__Required actions__.
1. In the passage on Manila's smaller dining strips:
(a) Which area has restaurants serving samgyeopsal buffets and all-you-can-eat shawarma?
(b) In what place is Kapitolyo located?
(c) What does the deli in Kapitolyo offer?
2. Can you write what comes next in the passage on Manila's smaller dining strips, picking up after its final sentence?

__Selected extract__.
==========

Very recently, smaller strips of dining options have sprung up in Manila -- with niche restaurants that focus on a smaller, more intimate dining experience. The Maginhawa and Teacher's Village area has a smattering of affordable restaurant choices, serving everything from samgyeopsal  buffets,  katsu dishes, vegetarian specialties and all-you-can eat shawarma. In Kapitolyo, in Pasig, there are comfort food nooks that have great brunch menus, a deli  that offer artisanal sausages, a ramen bar, and Thai restaurant that serves fusion cuisine.

==========

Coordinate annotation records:
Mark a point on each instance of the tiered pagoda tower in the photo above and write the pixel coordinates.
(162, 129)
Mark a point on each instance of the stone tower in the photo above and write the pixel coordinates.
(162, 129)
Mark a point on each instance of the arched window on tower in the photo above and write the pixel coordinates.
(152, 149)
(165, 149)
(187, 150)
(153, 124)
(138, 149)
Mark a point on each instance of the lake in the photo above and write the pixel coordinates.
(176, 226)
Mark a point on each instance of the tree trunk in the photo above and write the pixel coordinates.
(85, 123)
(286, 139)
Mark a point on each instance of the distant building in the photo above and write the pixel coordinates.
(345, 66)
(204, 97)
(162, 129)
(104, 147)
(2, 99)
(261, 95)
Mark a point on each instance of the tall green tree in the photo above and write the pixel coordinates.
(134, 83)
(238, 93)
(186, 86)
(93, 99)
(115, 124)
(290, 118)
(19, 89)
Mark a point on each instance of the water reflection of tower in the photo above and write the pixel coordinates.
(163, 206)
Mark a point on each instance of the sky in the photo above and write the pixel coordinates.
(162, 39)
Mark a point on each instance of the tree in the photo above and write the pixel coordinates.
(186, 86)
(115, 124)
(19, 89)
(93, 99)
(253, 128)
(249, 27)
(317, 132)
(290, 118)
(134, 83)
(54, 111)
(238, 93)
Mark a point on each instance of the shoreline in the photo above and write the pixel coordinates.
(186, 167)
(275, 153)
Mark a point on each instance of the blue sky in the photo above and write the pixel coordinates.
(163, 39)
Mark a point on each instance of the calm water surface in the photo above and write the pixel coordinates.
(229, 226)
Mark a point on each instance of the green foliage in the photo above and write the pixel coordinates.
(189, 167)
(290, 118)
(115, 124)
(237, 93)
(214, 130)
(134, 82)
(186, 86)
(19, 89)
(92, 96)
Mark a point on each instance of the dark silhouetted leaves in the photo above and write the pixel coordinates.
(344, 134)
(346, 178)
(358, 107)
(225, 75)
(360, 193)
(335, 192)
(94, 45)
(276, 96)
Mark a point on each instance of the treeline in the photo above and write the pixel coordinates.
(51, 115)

==========

__Results of the exercise__.
1.
(a) The Maginhawa and Teacher's Village area.
(b) Pasig.
(c) Artisanal sausages.

2.
Good Morning Manila
And while Manila nights are long and heady, the mornings are exceptionally  bright and cheery. Weekend markets like the ones in Salcedo and Legazpi street in Makati, recall the Farmer's market in Los Angeles and New York city. Buy fresh-cut flowers here, or sample the many dishes on display -- everything from tom yum served by a gracious Thai lady, chipotle quesadilla made by a lively Mexican woman, and a Fil-Chinese lady's delicious dimsum, which she swears is MSG-free.  At the Sidcor Sunday Market, you'll find not just food, but a wet and dry market. Potted plants, organic red rice, Indonesian crafts, Bangkok bags, boneless bangus (milk fish) and Batangas beef are all in one place, and make for a merry kind of chaos that is distinctly Filipino.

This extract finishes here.